— Study material —
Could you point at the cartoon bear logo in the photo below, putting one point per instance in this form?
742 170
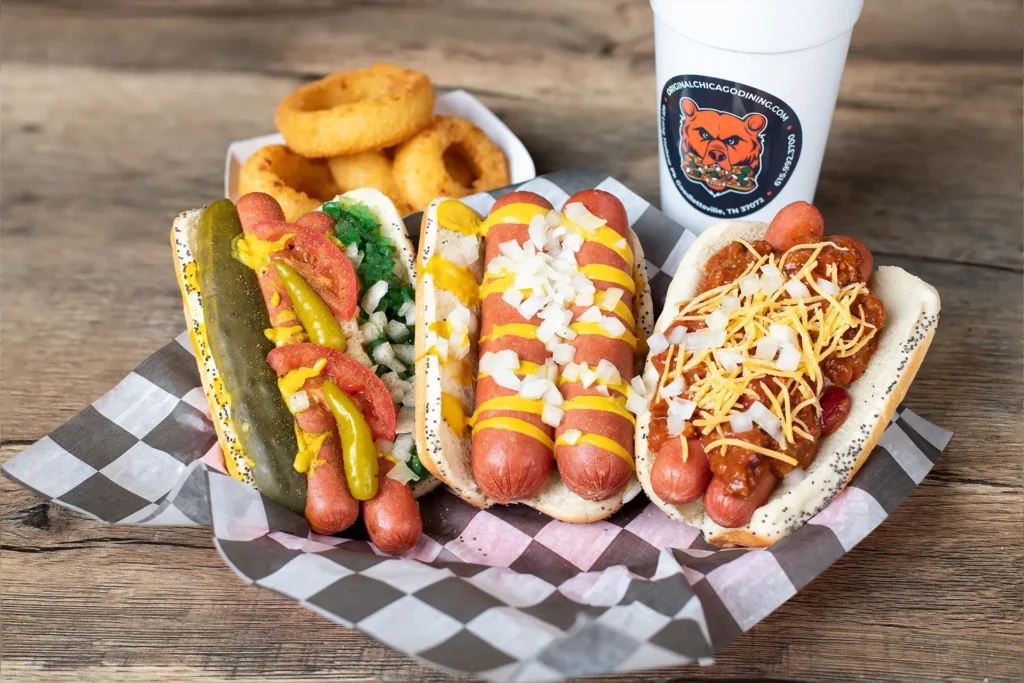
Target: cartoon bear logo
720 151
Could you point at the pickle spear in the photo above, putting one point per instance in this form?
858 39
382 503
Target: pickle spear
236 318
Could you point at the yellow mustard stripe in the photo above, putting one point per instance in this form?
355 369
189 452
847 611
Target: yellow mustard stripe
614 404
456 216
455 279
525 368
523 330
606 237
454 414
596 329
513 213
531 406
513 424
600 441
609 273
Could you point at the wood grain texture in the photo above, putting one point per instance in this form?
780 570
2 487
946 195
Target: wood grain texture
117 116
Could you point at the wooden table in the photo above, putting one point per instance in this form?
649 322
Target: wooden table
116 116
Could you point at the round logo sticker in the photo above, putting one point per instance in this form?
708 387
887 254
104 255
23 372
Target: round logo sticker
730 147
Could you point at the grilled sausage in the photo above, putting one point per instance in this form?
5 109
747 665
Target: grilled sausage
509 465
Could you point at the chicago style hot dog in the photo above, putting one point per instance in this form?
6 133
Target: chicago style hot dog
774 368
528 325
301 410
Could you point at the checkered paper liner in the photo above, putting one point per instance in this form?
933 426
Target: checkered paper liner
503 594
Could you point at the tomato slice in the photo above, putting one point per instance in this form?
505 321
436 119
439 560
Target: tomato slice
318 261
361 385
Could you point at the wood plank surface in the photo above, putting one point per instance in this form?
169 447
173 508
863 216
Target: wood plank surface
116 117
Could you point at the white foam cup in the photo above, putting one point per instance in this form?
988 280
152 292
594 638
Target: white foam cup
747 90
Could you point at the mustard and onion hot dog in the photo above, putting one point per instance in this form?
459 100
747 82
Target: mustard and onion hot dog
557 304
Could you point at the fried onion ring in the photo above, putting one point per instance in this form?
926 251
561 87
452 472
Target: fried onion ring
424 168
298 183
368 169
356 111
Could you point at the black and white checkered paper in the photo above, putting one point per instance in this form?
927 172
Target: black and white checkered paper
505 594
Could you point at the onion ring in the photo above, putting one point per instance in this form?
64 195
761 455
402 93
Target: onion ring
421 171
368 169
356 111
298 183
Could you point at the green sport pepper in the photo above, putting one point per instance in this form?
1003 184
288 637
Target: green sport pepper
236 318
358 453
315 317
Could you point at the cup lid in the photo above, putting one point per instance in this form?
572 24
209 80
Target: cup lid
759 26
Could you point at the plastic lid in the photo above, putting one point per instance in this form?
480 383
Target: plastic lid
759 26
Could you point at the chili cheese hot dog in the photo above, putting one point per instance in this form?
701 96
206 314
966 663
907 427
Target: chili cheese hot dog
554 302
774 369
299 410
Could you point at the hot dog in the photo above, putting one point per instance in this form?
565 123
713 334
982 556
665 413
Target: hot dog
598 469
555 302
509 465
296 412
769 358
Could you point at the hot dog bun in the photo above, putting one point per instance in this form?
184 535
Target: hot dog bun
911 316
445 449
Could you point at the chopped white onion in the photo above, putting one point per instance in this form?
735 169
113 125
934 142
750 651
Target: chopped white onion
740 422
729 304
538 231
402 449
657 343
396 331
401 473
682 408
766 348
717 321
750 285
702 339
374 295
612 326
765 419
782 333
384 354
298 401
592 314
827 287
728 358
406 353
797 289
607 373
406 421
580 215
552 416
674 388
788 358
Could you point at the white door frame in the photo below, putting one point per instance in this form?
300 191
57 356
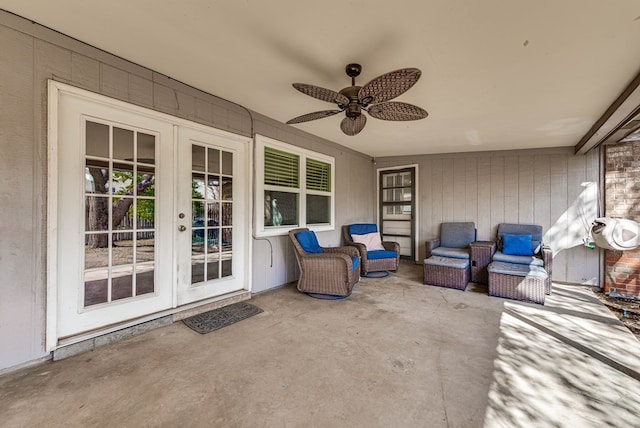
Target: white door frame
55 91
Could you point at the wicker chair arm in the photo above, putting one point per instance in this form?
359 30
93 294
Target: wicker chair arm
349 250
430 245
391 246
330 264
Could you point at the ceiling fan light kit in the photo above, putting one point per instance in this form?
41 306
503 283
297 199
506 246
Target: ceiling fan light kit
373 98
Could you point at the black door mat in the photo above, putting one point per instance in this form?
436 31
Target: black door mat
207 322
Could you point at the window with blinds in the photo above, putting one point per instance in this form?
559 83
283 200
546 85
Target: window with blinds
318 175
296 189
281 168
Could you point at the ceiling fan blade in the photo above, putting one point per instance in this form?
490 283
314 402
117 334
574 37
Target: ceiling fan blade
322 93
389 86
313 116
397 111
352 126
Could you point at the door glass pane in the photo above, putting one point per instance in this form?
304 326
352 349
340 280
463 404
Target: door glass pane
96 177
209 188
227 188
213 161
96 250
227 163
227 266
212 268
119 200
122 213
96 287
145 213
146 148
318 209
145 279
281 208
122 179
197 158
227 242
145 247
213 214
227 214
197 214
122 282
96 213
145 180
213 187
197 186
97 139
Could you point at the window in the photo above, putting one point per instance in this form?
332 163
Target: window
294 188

* * *

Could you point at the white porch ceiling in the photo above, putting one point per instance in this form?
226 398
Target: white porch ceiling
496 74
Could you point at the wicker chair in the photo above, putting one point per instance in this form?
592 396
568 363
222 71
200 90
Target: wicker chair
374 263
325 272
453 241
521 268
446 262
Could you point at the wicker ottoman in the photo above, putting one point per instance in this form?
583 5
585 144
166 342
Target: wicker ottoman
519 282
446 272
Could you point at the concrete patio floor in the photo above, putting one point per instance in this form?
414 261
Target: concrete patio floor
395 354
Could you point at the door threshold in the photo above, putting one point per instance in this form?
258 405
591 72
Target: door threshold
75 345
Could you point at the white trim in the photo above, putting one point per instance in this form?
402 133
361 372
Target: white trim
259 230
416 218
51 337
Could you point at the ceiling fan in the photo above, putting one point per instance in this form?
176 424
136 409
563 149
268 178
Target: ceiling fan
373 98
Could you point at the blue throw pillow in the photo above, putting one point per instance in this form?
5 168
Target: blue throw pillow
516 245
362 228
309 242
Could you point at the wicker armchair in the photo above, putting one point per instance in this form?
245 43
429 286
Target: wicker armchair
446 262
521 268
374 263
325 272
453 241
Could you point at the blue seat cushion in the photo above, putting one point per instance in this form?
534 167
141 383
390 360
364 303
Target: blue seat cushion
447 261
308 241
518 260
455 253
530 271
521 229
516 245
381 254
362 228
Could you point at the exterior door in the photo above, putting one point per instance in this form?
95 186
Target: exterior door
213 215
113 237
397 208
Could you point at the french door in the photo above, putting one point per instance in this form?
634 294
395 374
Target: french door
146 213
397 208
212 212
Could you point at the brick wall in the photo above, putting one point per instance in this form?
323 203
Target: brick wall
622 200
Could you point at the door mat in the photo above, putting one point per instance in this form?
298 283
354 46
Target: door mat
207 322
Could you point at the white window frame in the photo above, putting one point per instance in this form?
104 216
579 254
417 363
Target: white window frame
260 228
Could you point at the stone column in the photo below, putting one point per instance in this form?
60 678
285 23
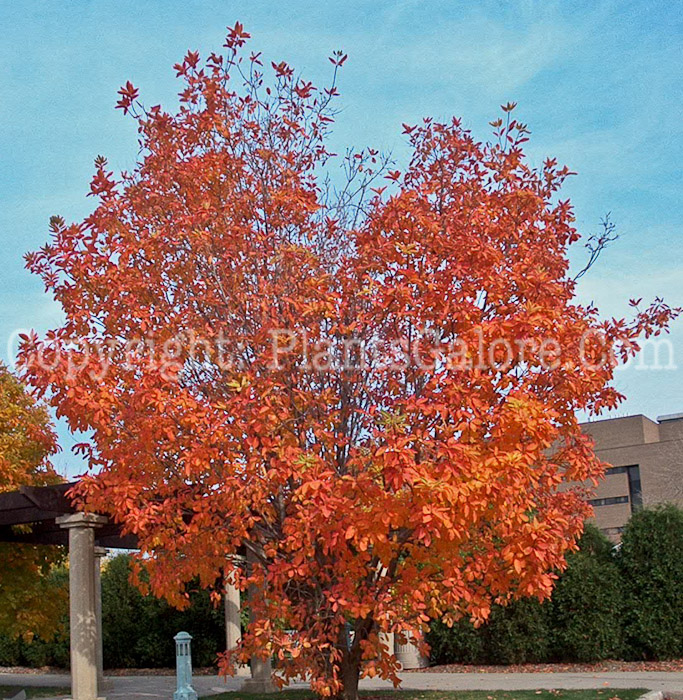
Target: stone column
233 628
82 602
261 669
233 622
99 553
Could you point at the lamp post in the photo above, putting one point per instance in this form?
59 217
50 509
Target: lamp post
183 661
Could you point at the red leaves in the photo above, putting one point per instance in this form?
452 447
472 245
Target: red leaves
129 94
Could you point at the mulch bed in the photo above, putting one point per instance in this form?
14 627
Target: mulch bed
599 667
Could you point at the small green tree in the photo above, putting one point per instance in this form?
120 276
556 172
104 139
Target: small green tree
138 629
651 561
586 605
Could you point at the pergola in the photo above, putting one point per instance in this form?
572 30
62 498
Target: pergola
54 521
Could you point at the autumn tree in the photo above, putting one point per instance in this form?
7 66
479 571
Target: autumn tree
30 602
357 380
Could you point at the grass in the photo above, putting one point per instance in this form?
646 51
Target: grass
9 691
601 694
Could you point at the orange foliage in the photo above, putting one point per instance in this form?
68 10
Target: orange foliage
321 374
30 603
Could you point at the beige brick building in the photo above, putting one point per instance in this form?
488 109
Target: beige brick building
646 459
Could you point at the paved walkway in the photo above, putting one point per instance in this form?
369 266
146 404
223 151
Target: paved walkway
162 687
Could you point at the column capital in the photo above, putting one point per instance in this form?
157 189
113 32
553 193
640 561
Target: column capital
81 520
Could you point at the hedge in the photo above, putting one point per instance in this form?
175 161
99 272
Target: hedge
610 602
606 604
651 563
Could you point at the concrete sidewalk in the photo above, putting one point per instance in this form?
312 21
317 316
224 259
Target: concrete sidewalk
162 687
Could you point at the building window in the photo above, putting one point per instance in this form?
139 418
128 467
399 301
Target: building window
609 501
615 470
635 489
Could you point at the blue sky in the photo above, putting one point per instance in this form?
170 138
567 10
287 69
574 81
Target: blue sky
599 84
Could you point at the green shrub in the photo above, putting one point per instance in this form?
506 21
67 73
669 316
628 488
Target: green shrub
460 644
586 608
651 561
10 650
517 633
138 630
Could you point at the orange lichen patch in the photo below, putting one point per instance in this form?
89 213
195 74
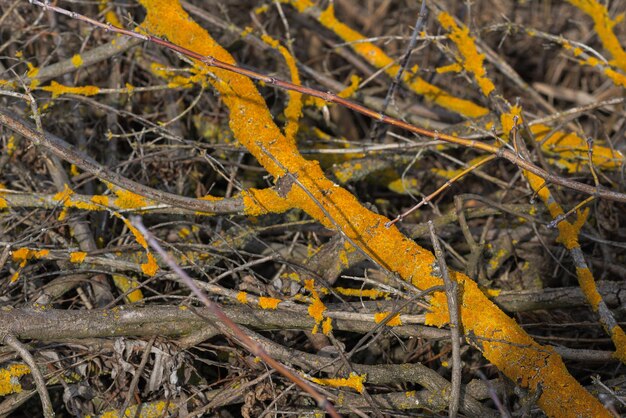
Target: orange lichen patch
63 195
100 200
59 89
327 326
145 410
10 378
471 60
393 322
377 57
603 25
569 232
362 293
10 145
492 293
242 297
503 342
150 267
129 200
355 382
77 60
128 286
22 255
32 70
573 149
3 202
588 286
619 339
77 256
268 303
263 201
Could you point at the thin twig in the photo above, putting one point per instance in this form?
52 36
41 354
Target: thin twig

— Your task —
The word "thin" may turn up on some lines of these records; say how many, with no other words.

— Task solution —
2